**What you should do**: Edit the lines of the listing starting at the line that contains "the rock in" and ending at the line that contains "227;172;323;299". Replace every "bounding box" with "enclosing rectangle", leave everything else unchanged, and return only those lines.
* Start Given records *
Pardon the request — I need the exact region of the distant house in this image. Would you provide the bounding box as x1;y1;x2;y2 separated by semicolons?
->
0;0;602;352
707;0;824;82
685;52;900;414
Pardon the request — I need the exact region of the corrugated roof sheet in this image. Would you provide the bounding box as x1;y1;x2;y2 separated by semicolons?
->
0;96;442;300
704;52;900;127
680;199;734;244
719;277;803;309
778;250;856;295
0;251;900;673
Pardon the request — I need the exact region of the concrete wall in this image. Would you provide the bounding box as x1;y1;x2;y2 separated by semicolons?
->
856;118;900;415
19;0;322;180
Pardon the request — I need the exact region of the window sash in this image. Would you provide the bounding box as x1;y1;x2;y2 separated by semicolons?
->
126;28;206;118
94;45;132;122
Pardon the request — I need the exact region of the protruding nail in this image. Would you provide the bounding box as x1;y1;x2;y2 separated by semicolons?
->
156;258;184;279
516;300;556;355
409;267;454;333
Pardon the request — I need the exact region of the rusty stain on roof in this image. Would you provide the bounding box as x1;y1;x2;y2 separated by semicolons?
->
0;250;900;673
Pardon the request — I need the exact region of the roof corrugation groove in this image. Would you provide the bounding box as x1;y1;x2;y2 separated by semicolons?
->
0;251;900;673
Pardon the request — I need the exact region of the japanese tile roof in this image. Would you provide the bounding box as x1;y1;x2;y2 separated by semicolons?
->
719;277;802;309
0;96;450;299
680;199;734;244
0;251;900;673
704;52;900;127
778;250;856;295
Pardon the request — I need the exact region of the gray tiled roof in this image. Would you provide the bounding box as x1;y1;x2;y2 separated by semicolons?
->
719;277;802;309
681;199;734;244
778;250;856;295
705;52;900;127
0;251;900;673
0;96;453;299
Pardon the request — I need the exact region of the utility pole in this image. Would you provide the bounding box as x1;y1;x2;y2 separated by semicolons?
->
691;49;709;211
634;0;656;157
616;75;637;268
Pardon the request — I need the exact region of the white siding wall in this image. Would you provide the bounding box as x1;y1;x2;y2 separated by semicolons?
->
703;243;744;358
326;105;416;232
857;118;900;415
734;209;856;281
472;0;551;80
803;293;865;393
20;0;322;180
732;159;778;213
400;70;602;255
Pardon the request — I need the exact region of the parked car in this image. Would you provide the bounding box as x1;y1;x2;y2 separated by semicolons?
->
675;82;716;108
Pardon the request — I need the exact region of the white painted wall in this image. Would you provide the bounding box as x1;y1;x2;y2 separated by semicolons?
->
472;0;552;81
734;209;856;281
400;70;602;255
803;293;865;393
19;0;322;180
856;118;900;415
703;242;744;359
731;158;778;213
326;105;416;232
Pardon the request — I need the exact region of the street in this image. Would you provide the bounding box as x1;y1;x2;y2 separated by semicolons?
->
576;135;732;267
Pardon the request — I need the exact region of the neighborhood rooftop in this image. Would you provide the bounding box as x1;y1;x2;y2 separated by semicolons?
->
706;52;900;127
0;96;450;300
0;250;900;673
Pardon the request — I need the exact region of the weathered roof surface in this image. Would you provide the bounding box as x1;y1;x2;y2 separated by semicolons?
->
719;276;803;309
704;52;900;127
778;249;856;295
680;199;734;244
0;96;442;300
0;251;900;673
* End Given records *
* Start Given records *
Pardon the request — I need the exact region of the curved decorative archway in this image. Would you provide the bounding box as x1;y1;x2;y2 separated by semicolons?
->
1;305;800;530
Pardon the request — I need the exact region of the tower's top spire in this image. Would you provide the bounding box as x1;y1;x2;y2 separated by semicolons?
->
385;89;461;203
* End Given records *
* Start Given records *
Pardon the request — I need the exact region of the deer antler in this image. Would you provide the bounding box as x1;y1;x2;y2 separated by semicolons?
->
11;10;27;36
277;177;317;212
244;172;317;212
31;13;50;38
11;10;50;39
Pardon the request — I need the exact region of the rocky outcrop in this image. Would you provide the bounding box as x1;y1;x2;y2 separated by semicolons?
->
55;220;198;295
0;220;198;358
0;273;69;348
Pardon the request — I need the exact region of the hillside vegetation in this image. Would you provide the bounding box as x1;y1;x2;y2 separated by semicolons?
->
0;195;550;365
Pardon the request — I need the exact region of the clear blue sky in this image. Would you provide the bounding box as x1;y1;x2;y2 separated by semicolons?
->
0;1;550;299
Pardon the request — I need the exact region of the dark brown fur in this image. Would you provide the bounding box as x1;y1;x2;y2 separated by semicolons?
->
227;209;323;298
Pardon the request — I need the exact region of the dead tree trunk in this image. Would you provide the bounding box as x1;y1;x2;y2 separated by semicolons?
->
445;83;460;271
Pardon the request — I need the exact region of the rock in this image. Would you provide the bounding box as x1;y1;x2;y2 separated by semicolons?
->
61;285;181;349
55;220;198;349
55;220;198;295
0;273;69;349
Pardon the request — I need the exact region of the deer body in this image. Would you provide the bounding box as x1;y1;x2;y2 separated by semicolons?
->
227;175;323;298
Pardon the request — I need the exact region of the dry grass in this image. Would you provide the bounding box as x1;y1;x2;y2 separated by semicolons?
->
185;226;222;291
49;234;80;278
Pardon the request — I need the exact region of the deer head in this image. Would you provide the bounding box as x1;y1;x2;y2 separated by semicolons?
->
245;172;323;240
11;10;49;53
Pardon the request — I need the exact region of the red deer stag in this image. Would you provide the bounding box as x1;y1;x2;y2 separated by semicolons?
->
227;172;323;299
* End Given records *
**Answer**:
Pardon the request — I need the exact region of the rock in this image. Would you provide the enclosing rectangle as x1;y1;x2;y2 separated by semicolons?
->
61;285;181;349
55;220;198;349
55;220;198;295
0;273;69;349
Pardon the request — I need the exact region of the deer body in this image. Would you provide the enclosing rectangle as x1;y1;x2;y2 separated by semicolons?
->
227;175;323;298
Pardon the request — I need the exact region of the dry grass in this image. Would you provide the enclosing rectangle as x1;y1;x2;y2 separated by semicolons?
->
185;226;222;291
49;234;80;278
Pardon the request — I need the exact region of the deer head in this image. Would you provide the enclosing rectangle as x1;y1;x2;y2 separated by semicolons?
->
245;172;323;240
11;10;49;53
Pardon the request — I need the exact region of the red deer stag in this image. Would you provide the enclosing rectangle as x1;y1;x2;y2 separated by semicolons?
->
227;172;323;299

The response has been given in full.